### Daftar Tugas
• a. Tentukan apakah tiap pernyataan di bawah ini sesuai dengan kutipan tentang perluasan wilayah ke Perancis Selatan, lalu jawab ya atau tidak beserta kata-kata penentu dari kutipan itu yang disalin persis. (i) Gelombang perluasan ini terjadi pada masa Khalifah Umar ibn Abd al-Aziz. (ii) Abdurrahman ibn Abdullah al-Ghafiqi berhasil menguasai kota Tours. (iii) Al-Sama terbunuh pada tahun 102 H.
• b. Teruskan kutipan tentang perluasan wilayah ke Perancis Selatan, mulai sesudah kalimat terakhirnya.

### Kutipan Halaman
^^^^

Gelombang perluasan wilayah berikutnya muncul pada masa pemerintahan Khalifah Umar ibn Abd al-Aziz Rahimahullah tahun 99 H/717 M. Kali ini sasaran ditujukan untuk menguasai daerah sekitar pegunungan Pyrenia dan Perancis Selatan. Pimpinan pasukan dipercayai kepada Al-Sama, tetapi usahanya itu gagal dan ia sendiri terbunuh pada tahun 102 H. Selanjutnya, pimpinan pasukan diserahkan kepada Abdurrahman ibn Abdullah al-Ghafiqi. Dengan pasukannya, ia menyerang kota Bordreu, Poiter, dan dari sini ia cuba menyerang kota Tours. Akan tetapi, diantara kota Poiter dan Tours itu ia dihalang oleh Charles Martel, sehingga penyerangan ke Perancis gagal dan tentara yang dipimpinnya berundur kembali ke Sepanyol.

^^^^

### Bahan Terkumpul

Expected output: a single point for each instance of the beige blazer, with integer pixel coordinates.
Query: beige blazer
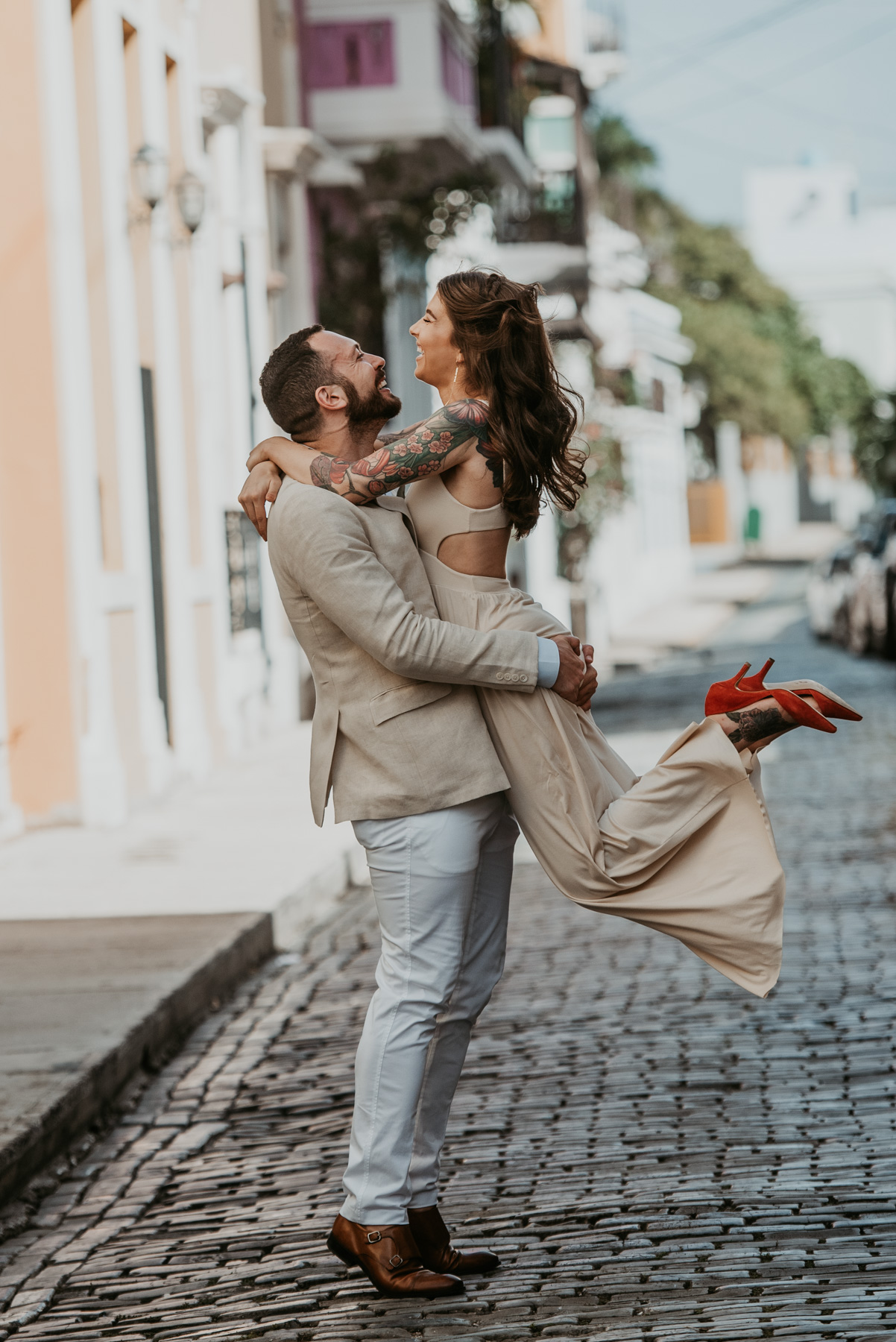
(394, 731)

^^^^

### Jawaban Tertulis
• a.
(i) Ya: "pada masa pemerintahan Khalifah Umar ibn Abd al-Aziz Rahimahullah tahun 99 H/717 M"
(ii) Tidak: "diantara kota Poiter dan Tours itu ia dihalang oleh Charles Martel, sehingga penyerangan ke Perancis gagal"
(iii) Ya: "ia sendiri terbunuh pada tahun 102 H"

• b.
Sesudah itu, masih juga terdapat penyerangan-penyerangan, seperti ke Avirignon tahun 734 M, ke Lyon tahun 743 M, dan pulau-pulau yang terdapat di Laut Tengah (Mediterranean), Majorca, Corsia, Sardinia, Creta, Rhodes, Cyprus dan sebagian dari Sicilia juga jatuh ke tangan Islam di zaman Bani Umayah. Gelombang kedua terbesar dari penyerangan kaum Muslimin yang geraknya dimulai pada permulaan abad ke-8 M ini, telah menjangkau seluruh Sepanyol dan melebar jauh menjangkau Perancis Tengah dan bagian-bagian penting dari Itali. Kemenangan-kemenangan yang dicapai umat Islam nampak begitu mudah. Hal itu tidak dapat dipisahkan dari adanya faktor eksternal dan internal yang menguntungkan.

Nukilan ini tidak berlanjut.